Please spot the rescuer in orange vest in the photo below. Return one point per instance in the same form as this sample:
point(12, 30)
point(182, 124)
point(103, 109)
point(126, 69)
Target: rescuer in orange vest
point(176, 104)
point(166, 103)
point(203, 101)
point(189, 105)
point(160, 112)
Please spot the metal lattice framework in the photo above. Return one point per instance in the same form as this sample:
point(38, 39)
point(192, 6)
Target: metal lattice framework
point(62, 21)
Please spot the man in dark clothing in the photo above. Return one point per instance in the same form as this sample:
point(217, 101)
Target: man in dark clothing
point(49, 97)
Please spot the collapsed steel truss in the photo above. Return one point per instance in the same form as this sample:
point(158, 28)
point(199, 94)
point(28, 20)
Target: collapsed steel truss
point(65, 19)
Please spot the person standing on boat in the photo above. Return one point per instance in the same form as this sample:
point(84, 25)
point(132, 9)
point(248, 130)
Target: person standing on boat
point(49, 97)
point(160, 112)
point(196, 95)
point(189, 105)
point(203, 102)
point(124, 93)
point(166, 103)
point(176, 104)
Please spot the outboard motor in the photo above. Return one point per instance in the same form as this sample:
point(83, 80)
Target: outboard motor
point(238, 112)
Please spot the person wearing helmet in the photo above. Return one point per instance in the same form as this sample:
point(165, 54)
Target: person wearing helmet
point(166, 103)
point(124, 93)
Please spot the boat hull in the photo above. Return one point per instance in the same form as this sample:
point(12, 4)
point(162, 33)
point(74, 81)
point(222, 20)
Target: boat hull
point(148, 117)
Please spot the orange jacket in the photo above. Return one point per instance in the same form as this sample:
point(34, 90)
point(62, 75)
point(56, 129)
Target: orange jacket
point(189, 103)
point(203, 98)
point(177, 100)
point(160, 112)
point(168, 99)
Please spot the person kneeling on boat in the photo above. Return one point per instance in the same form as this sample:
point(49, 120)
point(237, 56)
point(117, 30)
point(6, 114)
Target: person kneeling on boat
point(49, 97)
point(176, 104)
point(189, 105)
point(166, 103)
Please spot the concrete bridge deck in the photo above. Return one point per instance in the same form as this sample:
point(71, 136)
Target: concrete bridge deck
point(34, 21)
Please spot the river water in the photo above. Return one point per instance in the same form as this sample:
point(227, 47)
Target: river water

━━━━━━━━━━━━━━━━━━━━━━━━━━━━━━

→ **EXERCISE**
Your answer should be the whole listing above, repeated exactly as it appears.

→ **ANSWER FOR THE TASK**
Please spot the rescuer in orange vest in the photo below. Return one point per instance in the same form as this sample:
point(12, 30)
point(182, 124)
point(103, 109)
point(126, 69)
Target: rescuer in orange vest
point(176, 104)
point(166, 103)
point(203, 101)
point(189, 105)
point(160, 112)
Please spot the metal lattice framework in the photo above. Return one point per instance in the same form as this sample:
point(38, 39)
point(192, 6)
Target: metal lattice framework
point(62, 21)
Please spot the man in dark clothing in the photo above. Return one point per instance in the same form as this sample:
point(217, 101)
Target: man in dark clothing
point(49, 97)
Please spot the collapsed steel truss in the photo above. Return one point per instance in the same form as this sample:
point(158, 28)
point(199, 94)
point(28, 20)
Target: collapsed steel truss
point(65, 19)
Please spot the person standing on boat in the photo above. Return one point per instance in the same form as this sample:
point(84, 25)
point(132, 9)
point(248, 130)
Target: person standing on boat
point(49, 97)
point(160, 112)
point(196, 95)
point(189, 105)
point(203, 102)
point(124, 93)
point(166, 103)
point(176, 104)
Please spot the outboard motor in the photo above. Return one point per instance in the same form as this sample:
point(83, 80)
Target: outboard motor
point(238, 112)
Please spot the person wearing helmet in the photo above. Return one point per instance in the same form as this sample:
point(165, 54)
Target: person wearing helmet
point(166, 103)
point(124, 93)
Please spot the boat hull in the photo above. Return one point per instance in the same form as this sample:
point(12, 4)
point(162, 33)
point(74, 81)
point(222, 20)
Target: boat hull
point(148, 117)
Please spot the orange jacket in the photo above. Return one point per instance in the same form as this sample:
point(34, 90)
point(62, 75)
point(56, 129)
Target: orange jacket
point(189, 103)
point(203, 98)
point(177, 100)
point(160, 112)
point(168, 99)
Please spot the person kneeling on boat in the photo above. Return one point per instance in the same form as this sample:
point(49, 120)
point(237, 56)
point(117, 30)
point(6, 114)
Target: person kneeling on boat
point(49, 97)
point(176, 104)
point(189, 105)
point(166, 103)
Please spot the concrete bridge deck in the photo above. Return one point per instance in the same form as this sample:
point(71, 136)
Target: concrete bridge deck
point(34, 21)
Please spot the river water in the photo above. Return one point per instance in the same form as this sample:
point(227, 47)
Target: river water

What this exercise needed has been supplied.